Source excerpt:

April 07, 2006
View From Lodi, CA: Attention California Hispanic High
School Students! Learn To Think For Yourselves
By Joe Guzzardi
This is an open letter to all
California’s
Hispanic high school students.
If your
parents are nearby while you read this, feel free to
share it with them.
In the past two weeks, many of you
have taken to the street to protest what you view as
unfair
federal immigration policies. Some of you have cut
class to march; others may have left campus with the
tacit approval of your teachers and administrators.
You will be
caught up, I’m sure, in the April 10th “National
Day Without An Immigrant” protest.
Missing
school for any reason is a bad idea; few of you can
afford
to fall further behind academically.
You are correct in thinking that
immigration is an important issue to you. But you’re
wrong about why it is important.
Unchecked immigration—legal
or
illegal—is not going to make your adult life any
easier.
The sad truth is that many of you
will not graduate from high school. Others will
graduate but not attend college. The fortunate will get
a college diploma but will also struggle hard to get a
decent job in an economy that values outsourcing more
than hiring Americans.
Why would you want
more people competing with you for a diminishing
number of jobs?
Given this backdrop, I encourage
you to spend some of your pent up energy thinking long
and hard about
H.R. 4437, the immigration legislation that you so
vehemently oppose.
And while you’re at it, consider
the impact that
Senator Arlen Specter’s alternate proposal would
have on your employment prospects.
If the
Senate passes
Specter’s plan to create hundreds of thousands of
new guest worker and student visas, the underachievers
among you will be doomed to a lifetime of
low paying jobs.
Many of you fear that family
members might be
deported if
H. R. 4437 is enacted. The truth, as your parents
and teachers know but prefer not to share with you, is
that the likelihood of deportation is slim, at best.
The
Bureau of Immigration and Customs Enforcement, the
branch of Homeland Security entrusted with enforcing
immigration laws, assigns only about 4% of its staff to
workplace enforcement where most deportation cases
originate.
Worksite arrests have fallen 94
percent since George W. Bush became president in
2000. Here are the actual numbers: 2, 859 in 1999;
159 in 2004 (Read
Edwin S. Rubenstein’s column for the full details
here.)

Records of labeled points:

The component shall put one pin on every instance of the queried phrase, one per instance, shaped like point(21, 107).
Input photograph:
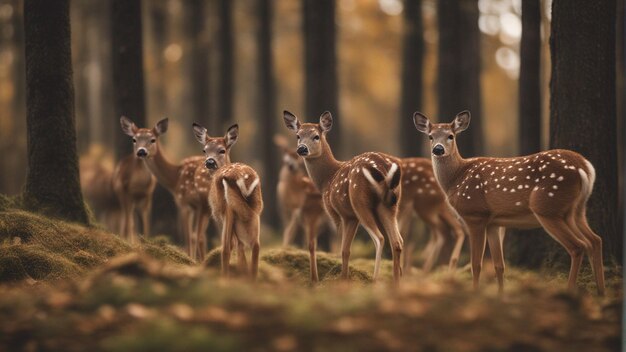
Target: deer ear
point(291, 121)
point(128, 126)
point(422, 123)
point(232, 134)
point(200, 133)
point(461, 121)
point(326, 121)
point(161, 126)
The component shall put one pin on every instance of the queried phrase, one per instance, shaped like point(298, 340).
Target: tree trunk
point(412, 81)
point(199, 63)
point(227, 67)
point(320, 65)
point(52, 182)
point(583, 103)
point(459, 69)
point(522, 245)
point(267, 111)
point(128, 79)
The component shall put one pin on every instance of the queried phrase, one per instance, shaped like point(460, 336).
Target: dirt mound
point(40, 248)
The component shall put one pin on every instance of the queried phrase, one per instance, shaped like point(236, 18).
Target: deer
point(134, 186)
point(235, 199)
point(422, 196)
point(187, 181)
point(549, 189)
point(299, 201)
point(363, 190)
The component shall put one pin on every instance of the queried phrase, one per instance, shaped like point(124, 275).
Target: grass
point(66, 287)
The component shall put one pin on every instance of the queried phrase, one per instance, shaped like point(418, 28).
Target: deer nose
point(438, 150)
point(210, 163)
point(302, 150)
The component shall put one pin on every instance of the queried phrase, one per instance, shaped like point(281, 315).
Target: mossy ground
point(70, 288)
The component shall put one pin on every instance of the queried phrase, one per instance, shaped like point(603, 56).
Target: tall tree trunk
point(412, 80)
point(529, 79)
point(320, 58)
point(267, 111)
point(459, 69)
point(128, 78)
point(522, 246)
point(227, 67)
point(582, 104)
point(199, 62)
point(52, 181)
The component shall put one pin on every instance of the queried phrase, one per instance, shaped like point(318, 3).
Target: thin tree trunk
point(321, 87)
point(200, 63)
point(412, 79)
point(459, 69)
point(52, 182)
point(267, 111)
point(227, 66)
point(128, 77)
point(583, 103)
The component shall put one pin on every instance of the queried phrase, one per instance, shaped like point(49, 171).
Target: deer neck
point(166, 172)
point(321, 169)
point(448, 169)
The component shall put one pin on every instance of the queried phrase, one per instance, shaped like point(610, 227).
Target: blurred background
point(372, 63)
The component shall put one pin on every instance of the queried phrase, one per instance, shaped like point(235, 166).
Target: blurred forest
point(218, 62)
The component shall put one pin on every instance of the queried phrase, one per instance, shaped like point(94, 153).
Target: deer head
point(311, 137)
point(291, 160)
point(216, 149)
point(144, 139)
point(442, 135)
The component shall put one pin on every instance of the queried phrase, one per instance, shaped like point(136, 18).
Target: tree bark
point(321, 89)
point(227, 67)
point(459, 69)
point(412, 79)
point(522, 245)
point(52, 182)
point(583, 103)
point(128, 76)
point(267, 111)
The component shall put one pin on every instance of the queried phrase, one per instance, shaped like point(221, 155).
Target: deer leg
point(494, 238)
point(227, 232)
point(387, 222)
point(596, 250)
point(347, 228)
point(438, 242)
point(290, 229)
point(311, 234)
point(459, 238)
point(558, 229)
point(477, 249)
point(202, 222)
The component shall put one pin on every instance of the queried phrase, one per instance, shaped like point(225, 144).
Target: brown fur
point(422, 196)
point(350, 198)
point(548, 189)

Exercise prompt: Resume the open letter to California's Hispanic high school students, starting right after its final sentence.

Response to the task:
Rest easily. Although the threat of
deportation makes a great rallying cry, the chances of
it
actually happening are minuscule. With approximately
20 million illegal aliens in the U.S., how often do you
hear of one being deported?
I notice that many of you are
carrying
Mexican flags, placards that read
“Viva Mexico” and signs that claim that the U.S.
is land stolen from Mexico. Some urge Mexico’s
reconquista
of Aztlan.
I don’t subscribe to the theory
that the U.S. stole Mexico. As a pragmatist, my analysis
is that Mexico lost the
Mexican-American War. The U.S.
paid Mexico after a
treaty was signed. In my book, that sequence of
events does not translate into stolen.
But to play the devil’s advocate,
I’ll allow that the
U.S. robbed Mexico of its land.
Now what? If Americans are living
on your soil, in what concrete way does your life change
or improve? Can you put that on your resume?
Is it your goal to turn California
and the rest of the
southwestern U.S. back into Mexico?
If I am not mistaken, Mexico is the
country that your father and mother escaped because it
is the most corrupt of any in the western world. Your
parents could not find decent jobs. You could not get a
basic education.
The Mexican American War was fought
150 years ago. Aztlan never existed; it is a
mythical place.
Many of you were born and educated
in the U.S. Those among you who are not a U.S. citizen
aspire to become one.
All of you will work,
marry and raise your
children in here…in America.
You will never live in Mexico, a
country that has
done nothing for you and
cares nothing about you.
Please, you are old enough now to
think and act for yourselves. You’ll be surprised when
you learn what is really in your best interests
regarding immigration law.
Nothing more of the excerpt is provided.